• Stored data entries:

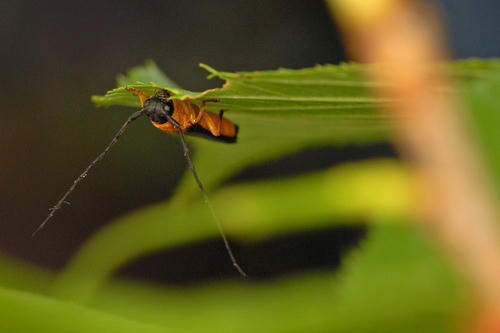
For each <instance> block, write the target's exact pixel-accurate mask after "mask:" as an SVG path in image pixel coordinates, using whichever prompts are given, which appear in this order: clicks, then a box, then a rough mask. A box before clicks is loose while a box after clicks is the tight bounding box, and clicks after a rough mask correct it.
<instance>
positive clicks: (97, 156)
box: [32, 109, 143, 237]
mask: <svg viewBox="0 0 500 333" xmlns="http://www.w3.org/2000/svg"><path fill="white" fill-rule="evenodd" d="M142 114H143V109H141V110H139V111H137V112H135V113H134V114H132V115H131V116H130V117H128V119H127V121H126V122H125V123H124V124H123V125H122V127H121V128H120V130H119V131H118V132H117V133H116V134H115V136H114V137H113V139H112V140H111V142H110V143H109V144H108V145H107V146H106V148H105V149H104V151H103V152H102V153H100V154H99V156H97V157H96V158H95V160H93V161H92V163H90V164H89V166H88V167H86V168H85V170H83V172H82V173H81V175H80V176H78V177H77V178H76V179H75V180H74V181H73V184H71V186H70V187H69V189H68V190H67V191H66V193H64V195H63V196H62V198H61V199H59V201H58V202H57V203H56V205H55V206H54V207H52V208H51V209H50V212H49V215H47V217H46V218H45V220H43V222H42V223H41V224H40V225H39V226H38V228H37V229H36V230H35V231H34V232H33V234H32V237H34V236H35V235H36V234H37V233H38V232H39V231H40V230H42V229H43V227H44V226H45V224H47V222H49V220H50V219H51V218H52V216H54V214H55V212H56V211H58V210H59V209H61V207H62V205H63V204H65V203H68V202H67V201H66V198H67V197H68V196H69V195H70V194H71V192H73V190H74V189H75V187H76V185H78V183H79V182H81V181H82V180H83V179H84V178H85V177H87V174H88V172H89V170H90V169H92V167H93V166H94V165H96V164H97V162H99V161H100V160H102V159H103V158H104V156H106V154H107V153H108V152H109V150H110V149H111V147H113V146H114V145H115V143H117V142H118V139H119V138H120V136H121V135H122V134H123V132H125V130H126V129H127V127H128V125H130V123H131V122H133V121H134V120H136V119H137V118H139V117H140V116H141V115H142Z"/></svg>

• EXERCISE:
The line with "positive clicks: (97, 156)" ends the range, and the first line of the data begins it; repeat exactly those lines and nothing more, omitting pictures.

• ANSWER TO THIS TASK:
For each <instance> block, write the target's exact pixel-accurate mask after "mask:" as an SVG path in image pixel coordinates, using whichever prompts are given, which appear in this order: clicks, then a box, then a rough mask. A box before clicks is loose while a box after clicks is the tight bounding box, and clicks after a rough mask correct it.
<instance>
positive clicks: (97, 156)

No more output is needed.